Natural language region descriptions:

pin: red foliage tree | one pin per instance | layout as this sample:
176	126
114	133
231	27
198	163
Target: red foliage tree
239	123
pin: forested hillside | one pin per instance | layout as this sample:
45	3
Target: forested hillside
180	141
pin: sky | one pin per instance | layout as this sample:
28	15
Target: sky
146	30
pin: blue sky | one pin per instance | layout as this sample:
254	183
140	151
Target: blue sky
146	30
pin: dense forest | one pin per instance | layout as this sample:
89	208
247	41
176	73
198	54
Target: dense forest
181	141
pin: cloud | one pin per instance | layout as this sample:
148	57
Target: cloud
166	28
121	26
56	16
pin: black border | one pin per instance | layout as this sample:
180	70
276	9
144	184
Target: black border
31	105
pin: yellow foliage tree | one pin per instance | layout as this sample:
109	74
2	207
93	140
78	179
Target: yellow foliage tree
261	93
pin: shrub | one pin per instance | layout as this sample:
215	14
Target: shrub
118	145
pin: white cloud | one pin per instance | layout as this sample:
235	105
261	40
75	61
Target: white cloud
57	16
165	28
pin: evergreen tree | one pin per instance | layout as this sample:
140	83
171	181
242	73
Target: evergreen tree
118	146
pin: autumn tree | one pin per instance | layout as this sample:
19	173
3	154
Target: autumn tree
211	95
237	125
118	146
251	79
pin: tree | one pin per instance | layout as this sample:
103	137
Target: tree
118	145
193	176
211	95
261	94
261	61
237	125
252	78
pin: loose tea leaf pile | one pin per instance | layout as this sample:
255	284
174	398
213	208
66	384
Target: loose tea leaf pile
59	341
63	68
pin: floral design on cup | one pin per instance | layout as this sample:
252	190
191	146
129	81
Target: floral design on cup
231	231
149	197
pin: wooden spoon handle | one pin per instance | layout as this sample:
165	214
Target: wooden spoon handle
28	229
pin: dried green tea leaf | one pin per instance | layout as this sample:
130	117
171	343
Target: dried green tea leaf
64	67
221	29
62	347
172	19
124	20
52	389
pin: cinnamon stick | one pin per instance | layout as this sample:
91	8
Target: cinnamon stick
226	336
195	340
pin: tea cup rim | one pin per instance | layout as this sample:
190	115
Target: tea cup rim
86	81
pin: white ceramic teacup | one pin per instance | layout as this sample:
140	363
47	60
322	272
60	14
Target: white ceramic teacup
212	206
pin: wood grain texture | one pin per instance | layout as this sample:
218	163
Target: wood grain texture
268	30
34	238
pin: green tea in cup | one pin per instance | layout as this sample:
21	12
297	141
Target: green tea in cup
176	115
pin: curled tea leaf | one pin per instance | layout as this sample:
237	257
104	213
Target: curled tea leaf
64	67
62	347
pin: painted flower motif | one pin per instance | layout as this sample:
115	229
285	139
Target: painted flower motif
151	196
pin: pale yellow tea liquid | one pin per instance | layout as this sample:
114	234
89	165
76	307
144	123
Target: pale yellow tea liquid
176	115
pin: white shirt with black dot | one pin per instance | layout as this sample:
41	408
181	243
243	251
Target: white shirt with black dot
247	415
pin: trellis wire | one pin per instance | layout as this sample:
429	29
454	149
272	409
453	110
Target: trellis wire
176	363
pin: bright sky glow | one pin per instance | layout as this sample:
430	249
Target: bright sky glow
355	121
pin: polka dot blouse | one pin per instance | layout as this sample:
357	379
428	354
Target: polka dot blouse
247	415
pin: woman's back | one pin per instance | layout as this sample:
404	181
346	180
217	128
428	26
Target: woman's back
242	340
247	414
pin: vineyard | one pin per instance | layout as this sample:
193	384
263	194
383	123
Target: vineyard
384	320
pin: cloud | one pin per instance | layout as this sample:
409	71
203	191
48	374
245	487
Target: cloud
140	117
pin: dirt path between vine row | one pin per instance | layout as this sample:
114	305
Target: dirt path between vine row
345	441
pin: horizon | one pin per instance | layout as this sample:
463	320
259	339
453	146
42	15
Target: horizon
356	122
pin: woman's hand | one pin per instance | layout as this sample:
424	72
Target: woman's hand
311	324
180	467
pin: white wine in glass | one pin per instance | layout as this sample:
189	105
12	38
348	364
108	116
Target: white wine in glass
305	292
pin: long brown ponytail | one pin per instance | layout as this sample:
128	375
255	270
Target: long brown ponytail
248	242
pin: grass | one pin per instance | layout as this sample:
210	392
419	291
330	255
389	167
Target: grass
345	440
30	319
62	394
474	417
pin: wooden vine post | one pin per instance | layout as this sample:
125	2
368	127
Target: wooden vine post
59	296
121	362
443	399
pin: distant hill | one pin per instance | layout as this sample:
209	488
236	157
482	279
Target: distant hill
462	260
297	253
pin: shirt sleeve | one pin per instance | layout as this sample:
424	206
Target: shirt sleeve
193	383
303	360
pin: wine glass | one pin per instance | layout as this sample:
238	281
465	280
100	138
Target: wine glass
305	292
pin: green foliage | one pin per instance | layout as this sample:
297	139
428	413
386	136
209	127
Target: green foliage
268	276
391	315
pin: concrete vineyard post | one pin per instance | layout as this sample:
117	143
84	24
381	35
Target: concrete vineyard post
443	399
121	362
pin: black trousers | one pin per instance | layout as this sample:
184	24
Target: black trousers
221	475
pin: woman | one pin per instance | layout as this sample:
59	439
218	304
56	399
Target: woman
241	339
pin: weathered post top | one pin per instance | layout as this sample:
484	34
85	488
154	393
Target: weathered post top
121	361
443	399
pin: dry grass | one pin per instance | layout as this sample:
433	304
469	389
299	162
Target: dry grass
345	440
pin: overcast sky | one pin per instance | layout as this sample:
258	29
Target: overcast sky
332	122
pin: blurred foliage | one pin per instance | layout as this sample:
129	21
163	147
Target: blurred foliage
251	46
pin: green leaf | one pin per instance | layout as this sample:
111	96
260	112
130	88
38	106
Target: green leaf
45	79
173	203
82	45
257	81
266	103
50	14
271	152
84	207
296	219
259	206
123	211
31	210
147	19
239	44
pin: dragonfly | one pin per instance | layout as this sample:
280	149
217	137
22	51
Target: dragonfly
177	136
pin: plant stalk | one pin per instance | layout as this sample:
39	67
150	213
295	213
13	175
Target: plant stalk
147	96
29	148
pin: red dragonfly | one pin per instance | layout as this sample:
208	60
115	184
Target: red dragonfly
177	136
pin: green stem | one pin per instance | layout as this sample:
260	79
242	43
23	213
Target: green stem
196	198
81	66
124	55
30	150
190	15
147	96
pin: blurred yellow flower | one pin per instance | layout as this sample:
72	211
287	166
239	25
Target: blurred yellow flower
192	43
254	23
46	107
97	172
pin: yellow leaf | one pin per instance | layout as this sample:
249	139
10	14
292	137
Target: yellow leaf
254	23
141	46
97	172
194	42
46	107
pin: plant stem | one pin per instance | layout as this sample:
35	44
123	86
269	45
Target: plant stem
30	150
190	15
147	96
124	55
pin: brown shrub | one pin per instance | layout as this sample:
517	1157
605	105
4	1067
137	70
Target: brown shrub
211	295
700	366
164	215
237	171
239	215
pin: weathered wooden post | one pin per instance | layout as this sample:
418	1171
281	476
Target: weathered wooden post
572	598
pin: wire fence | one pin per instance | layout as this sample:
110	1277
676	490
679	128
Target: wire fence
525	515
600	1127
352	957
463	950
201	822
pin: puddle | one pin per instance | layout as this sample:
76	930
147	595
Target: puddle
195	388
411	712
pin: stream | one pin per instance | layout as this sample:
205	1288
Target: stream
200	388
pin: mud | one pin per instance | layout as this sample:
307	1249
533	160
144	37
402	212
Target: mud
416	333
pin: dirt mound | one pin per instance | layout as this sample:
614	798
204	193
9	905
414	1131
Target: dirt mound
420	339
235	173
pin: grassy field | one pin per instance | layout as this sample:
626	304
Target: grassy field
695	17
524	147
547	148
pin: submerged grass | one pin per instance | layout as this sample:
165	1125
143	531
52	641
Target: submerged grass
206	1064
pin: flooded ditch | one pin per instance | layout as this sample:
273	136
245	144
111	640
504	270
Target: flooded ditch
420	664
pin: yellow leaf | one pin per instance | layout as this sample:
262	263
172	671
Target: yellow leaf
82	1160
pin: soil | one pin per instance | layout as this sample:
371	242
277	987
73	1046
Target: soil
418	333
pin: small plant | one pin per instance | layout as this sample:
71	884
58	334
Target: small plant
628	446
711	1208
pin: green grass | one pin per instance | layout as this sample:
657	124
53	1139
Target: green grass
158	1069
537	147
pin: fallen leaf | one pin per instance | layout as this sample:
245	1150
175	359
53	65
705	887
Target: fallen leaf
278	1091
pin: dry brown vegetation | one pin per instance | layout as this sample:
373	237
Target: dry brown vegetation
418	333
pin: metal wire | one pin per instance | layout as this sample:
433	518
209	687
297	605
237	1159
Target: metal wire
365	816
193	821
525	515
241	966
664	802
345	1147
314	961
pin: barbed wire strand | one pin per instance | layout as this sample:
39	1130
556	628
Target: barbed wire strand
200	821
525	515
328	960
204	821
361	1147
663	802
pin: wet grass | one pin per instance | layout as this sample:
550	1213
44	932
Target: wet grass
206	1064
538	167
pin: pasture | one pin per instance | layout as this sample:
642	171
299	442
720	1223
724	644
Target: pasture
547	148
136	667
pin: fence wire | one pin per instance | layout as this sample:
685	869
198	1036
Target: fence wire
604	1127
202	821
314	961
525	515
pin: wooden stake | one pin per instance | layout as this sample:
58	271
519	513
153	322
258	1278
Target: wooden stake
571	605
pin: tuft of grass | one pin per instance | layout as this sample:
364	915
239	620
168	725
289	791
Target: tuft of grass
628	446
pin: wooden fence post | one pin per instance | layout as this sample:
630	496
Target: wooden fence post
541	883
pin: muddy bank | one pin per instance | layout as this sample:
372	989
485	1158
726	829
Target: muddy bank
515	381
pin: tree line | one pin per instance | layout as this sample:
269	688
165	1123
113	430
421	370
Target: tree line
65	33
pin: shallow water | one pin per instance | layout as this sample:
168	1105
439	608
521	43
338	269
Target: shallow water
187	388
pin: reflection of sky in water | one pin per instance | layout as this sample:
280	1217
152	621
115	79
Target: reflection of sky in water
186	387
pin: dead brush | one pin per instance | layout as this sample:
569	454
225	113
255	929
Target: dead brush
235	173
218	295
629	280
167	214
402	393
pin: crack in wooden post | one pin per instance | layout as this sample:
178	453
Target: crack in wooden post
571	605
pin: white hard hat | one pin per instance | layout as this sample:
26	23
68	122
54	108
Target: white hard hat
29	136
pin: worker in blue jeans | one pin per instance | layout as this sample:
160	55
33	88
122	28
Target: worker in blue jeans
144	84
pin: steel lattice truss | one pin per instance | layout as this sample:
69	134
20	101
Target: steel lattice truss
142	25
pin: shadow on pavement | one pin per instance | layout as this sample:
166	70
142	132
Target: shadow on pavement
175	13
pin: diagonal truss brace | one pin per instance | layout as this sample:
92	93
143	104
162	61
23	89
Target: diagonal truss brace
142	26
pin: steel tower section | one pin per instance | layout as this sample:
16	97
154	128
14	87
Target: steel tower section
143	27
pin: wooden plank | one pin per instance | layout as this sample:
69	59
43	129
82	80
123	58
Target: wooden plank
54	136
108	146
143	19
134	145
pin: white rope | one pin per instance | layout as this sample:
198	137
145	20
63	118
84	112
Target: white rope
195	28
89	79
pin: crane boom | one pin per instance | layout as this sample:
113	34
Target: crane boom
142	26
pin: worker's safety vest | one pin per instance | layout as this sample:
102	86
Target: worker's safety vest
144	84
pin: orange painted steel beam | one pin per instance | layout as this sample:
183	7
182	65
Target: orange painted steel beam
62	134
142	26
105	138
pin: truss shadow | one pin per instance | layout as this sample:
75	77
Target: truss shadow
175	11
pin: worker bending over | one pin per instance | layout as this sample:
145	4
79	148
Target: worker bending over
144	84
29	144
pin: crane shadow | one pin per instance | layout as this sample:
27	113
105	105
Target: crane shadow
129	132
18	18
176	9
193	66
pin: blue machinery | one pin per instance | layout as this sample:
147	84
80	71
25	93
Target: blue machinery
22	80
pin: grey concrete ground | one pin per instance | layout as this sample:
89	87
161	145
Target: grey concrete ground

Work request — Show all of the lines above in which "grey" is present.

Written solution —
pin: grey concrete ground | one pin per instance | layout as this sample:
Target: grey concrete ground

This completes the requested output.